>> begin Data excerpts

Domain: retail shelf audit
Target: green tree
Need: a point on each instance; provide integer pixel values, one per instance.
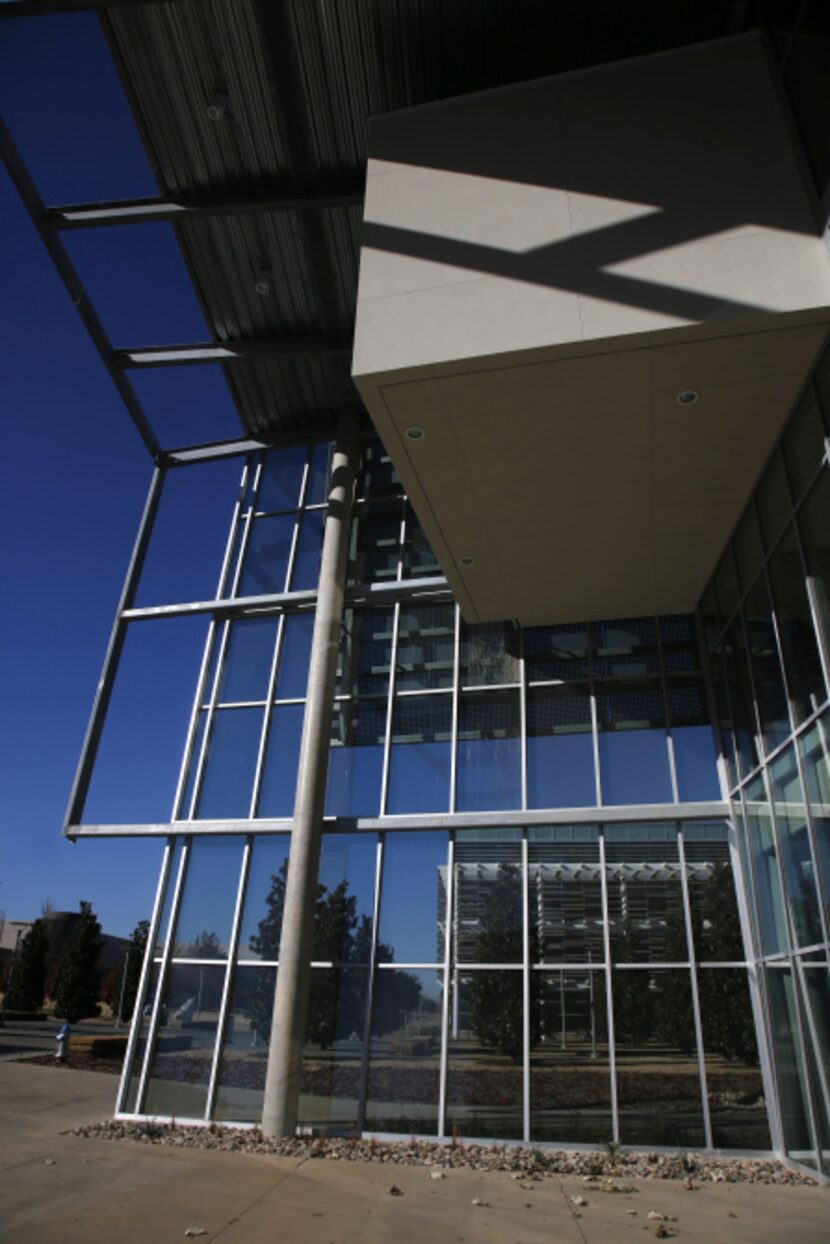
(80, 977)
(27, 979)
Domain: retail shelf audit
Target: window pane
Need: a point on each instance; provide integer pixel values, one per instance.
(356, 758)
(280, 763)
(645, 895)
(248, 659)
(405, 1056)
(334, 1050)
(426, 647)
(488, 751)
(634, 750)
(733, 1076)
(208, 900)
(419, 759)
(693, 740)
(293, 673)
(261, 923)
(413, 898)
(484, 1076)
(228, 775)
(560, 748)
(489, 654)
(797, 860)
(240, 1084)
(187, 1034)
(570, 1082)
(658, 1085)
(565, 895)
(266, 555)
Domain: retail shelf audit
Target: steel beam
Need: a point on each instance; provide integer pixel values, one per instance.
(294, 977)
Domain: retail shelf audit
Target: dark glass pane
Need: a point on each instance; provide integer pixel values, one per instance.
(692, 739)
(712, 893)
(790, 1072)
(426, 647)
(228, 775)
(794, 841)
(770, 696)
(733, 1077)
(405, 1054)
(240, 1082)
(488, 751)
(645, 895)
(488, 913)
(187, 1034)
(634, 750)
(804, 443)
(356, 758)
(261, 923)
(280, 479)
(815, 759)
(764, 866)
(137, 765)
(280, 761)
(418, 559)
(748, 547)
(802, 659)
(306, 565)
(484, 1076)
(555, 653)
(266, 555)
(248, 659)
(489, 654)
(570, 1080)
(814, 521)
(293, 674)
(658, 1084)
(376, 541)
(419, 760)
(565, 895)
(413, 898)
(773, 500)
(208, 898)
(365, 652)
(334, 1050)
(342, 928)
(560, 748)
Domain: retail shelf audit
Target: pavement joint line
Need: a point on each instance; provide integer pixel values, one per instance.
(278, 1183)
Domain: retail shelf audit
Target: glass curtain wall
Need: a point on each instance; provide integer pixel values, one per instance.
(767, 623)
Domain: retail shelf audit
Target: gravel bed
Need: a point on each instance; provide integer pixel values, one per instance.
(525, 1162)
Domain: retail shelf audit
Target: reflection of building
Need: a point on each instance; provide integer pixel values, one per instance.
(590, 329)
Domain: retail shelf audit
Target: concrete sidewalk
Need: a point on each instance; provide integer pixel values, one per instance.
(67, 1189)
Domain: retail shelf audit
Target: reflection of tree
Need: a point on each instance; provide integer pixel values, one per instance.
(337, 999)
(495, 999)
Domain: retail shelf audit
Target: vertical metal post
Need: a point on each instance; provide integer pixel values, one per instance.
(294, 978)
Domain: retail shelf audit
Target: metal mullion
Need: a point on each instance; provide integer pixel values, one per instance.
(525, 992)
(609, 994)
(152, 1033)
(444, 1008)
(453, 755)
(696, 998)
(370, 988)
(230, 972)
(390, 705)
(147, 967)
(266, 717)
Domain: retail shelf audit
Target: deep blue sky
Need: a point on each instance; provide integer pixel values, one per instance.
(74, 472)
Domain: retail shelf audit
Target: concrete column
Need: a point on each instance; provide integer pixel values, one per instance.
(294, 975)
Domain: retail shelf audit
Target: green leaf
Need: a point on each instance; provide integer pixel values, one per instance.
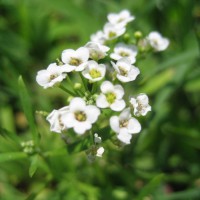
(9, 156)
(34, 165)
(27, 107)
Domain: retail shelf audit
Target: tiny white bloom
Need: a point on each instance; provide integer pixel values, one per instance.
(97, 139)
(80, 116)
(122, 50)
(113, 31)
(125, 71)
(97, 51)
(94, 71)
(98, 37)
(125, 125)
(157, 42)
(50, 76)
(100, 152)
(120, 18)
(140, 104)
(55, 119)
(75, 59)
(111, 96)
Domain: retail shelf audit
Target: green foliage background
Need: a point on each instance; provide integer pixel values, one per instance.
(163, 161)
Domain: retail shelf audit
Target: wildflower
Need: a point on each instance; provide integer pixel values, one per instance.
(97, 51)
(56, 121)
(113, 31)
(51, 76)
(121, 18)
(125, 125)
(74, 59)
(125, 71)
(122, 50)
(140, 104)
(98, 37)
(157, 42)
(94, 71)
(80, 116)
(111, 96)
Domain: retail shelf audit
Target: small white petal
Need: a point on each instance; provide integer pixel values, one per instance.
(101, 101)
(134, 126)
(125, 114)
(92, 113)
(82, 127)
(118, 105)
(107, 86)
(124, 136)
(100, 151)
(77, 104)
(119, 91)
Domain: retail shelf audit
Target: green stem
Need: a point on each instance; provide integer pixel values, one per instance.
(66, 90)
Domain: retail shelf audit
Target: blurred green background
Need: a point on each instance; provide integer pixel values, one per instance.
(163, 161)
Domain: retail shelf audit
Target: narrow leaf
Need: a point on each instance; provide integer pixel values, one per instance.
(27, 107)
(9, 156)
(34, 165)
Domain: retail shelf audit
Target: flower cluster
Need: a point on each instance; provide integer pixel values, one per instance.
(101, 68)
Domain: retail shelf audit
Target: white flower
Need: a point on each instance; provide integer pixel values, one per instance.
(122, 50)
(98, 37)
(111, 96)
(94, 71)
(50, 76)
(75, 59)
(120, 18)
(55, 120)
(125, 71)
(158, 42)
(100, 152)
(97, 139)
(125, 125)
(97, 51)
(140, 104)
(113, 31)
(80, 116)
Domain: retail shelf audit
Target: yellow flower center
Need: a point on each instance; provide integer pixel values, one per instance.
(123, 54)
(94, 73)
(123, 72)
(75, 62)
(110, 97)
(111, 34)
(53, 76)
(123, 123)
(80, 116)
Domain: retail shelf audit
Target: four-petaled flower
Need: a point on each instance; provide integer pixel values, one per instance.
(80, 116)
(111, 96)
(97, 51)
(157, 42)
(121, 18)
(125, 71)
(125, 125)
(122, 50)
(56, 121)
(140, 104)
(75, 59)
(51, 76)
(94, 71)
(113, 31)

>> end Data excerpts

• _Problem requirements_
Restate the entire listing word for word, excluding pictures.

• _Exercise solution_
Domain: retail shelf audit
Target: green tree
Need: a point on each instance; provide integer pixel values, one per instance.
(80, 977)
(27, 979)
Domain: retail shelf audit
Target: window pane
Need: a point on each instance; provide integer pixel values, one per instance.
(356, 758)
(280, 763)
(645, 895)
(248, 659)
(405, 1056)
(334, 1050)
(426, 647)
(488, 751)
(634, 750)
(733, 1076)
(208, 900)
(419, 759)
(693, 740)
(293, 673)
(261, 923)
(413, 898)
(484, 1076)
(228, 775)
(560, 748)
(489, 654)
(797, 860)
(240, 1084)
(187, 1034)
(570, 1082)
(658, 1085)
(565, 895)
(266, 555)
Domain: retail shelf audit
Target: steel beam
Need: a point on each instance; provide integer pixel values, one per instance.
(294, 977)
Domain: retail shelf audit
Target: dark glass pane
Need: a point on each instance; provide integer pixel values, one per instance.
(692, 739)
(712, 893)
(790, 1072)
(426, 647)
(228, 775)
(794, 841)
(770, 696)
(733, 1077)
(405, 1054)
(240, 1082)
(488, 751)
(645, 895)
(488, 913)
(187, 1034)
(634, 750)
(804, 443)
(356, 758)
(261, 923)
(280, 479)
(815, 759)
(764, 866)
(137, 765)
(280, 761)
(418, 559)
(748, 547)
(802, 659)
(306, 565)
(484, 1076)
(555, 653)
(266, 555)
(248, 659)
(489, 654)
(570, 1080)
(814, 521)
(293, 674)
(658, 1084)
(376, 541)
(419, 760)
(565, 895)
(413, 898)
(773, 500)
(208, 898)
(365, 652)
(334, 1050)
(342, 928)
(560, 748)
Domain: retail shelf audit
Target: pavement joint line
Need: a point on each instance; provide integer pixel values, one per instance.
(278, 1183)
Domain: retail shelf audit
Target: glass curtain wall
Need: a point on each instance; provide integer pixel values, one per instance.
(767, 623)
Domain: retail shelf audit
Target: gravel bed
Need: a point on each instance; provide integer pixel values, one per instance.
(525, 1162)
Domain: retail shelf audit
Target: reflection of building
Need: a point on each instance; provide integer pixel values, one per instance.
(590, 329)
Domain: retail shelf audit
Target: concrete sidewalk
Need: a point on each instance; provide integer pixel values, one per instance.
(67, 1189)
Domain: retail shelf audit
Target: reflection of tree
Need: a point on each instance; provide integer pixel values, one per instance.
(337, 999)
(495, 999)
Domain: retail shelf audit
Target: vertical metal post
Need: a point on each instance; provide integer pixel values, one per instance.
(294, 978)
Domain: retail shelf audit
Target: metal mullion
Need: a point on each instance; provide integer pixel values, one per instance.
(525, 992)
(609, 994)
(152, 1033)
(444, 1008)
(453, 755)
(696, 998)
(370, 988)
(230, 972)
(390, 705)
(147, 967)
(266, 717)
Domain: retail shelf audit
Target: deep blue sky
Need: a point on each instance; provide integer pixel values, one per instance.
(74, 472)
Domain: retail shelf audit
Target: concrete column
Need: a point on each instance; provide integer pixel values, one per instance.
(294, 975)
Domain: retail shelf audit
Target: green leaf
Need: a point on each instance; provide integer pixel values, one per instance.
(9, 156)
(34, 165)
(27, 107)
Domain: retail shelf audit
Target: tiny white bloom
Need: a point on each instance; provide integer pixel values, one per instance.
(97, 139)
(80, 116)
(122, 50)
(113, 31)
(125, 71)
(97, 51)
(94, 71)
(98, 37)
(125, 125)
(157, 42)
(50, 76)
(100, 152)
(120, 18)
(140, 104)
(55, 119)
(75, 59)
(111, 96)
Domain: retail shelf audit
Target: green foliage background
Need: a point on each instance; provide integer pixel values, one per instance.
(163, 161)
Domain: retail shelf audit
Target: wildflower
Need: a point on each instance; provide integer pixel values, one per instance.
(97, 51)
(56, 121)
(113, 31)
(51, 76)
(121, 18)
(125, 125)
(74, 59)
(125, 71)
(122, 50)
(140, 104)
(98, 37)
(157, 42)
(94, 71)
(80, 116)
(111, 96)
Domain: retail shelf audit
Target: small white petal
Need: a point on each instance; provide integer pixel values, one per instance.
(101, 101)
(134, 126)
(125, 114)
(92, 113)
(82, 127)
(118, 105)
(107, 86)
(124, 136)
(100, 151)
(77, 104)
(119, 91)
Domain: retail shelf audit
Target: green stem
Need: a point on each instance; provide integer pixel values, one per instance.
(66, 90)
Domain: retail shelf audit
Target: blurred green background
Need: a point on each instance; provide integer pixel values, one per instance.
(163, 161)
Domain: retail shelf audit
Target: narrow leaf
Need: a point on each instance; provide integer pixel values, one per instance.
(27, 107)
(9, 156)
(34, 165)
Domain: retail shelf audit
Target: flower cluster
Need: a point on each instance; provide integer pixel values, one per instance.
(101, 68)
Domain: retail shelf audit
Target: white flower
Need: a point on each instance; provide integer pixel values, one per instance.
(122, 50)
(98, 37)
(111, 96)
(94, 71)
(50, 76)
(75, 59)
(120, 18)
(55, 120)
(125, 71)
(158, 42)
(100, 152)
(97, 139)
(125, 125)
(97, 51)
(140, 104)
(113, 31)
(80, 116)
Domain: retail shelf audit
Target: yellow flower center
Need: a point on each instance; provide integer pixel values, one per instance.
(123, 54)
(94, 73)
(123, 72)
(75, 62)
(110, 97)
(111, 34)
(53, 76)
(123, 123)
(80, 116)
Domain: retail shelf audit
Target: four-petaled flower
Need: a point on each instance; provide integer pixel values, one per instance.
(80, 116)
(111, 96)
(97, 51)
(157, 42)
(121, 18)
(125, 71)
(125, 125)
(122, 50)
(56, 121)
(140, 104)
(75, 59)
(51, 76)
(94, 71)
(113, 31)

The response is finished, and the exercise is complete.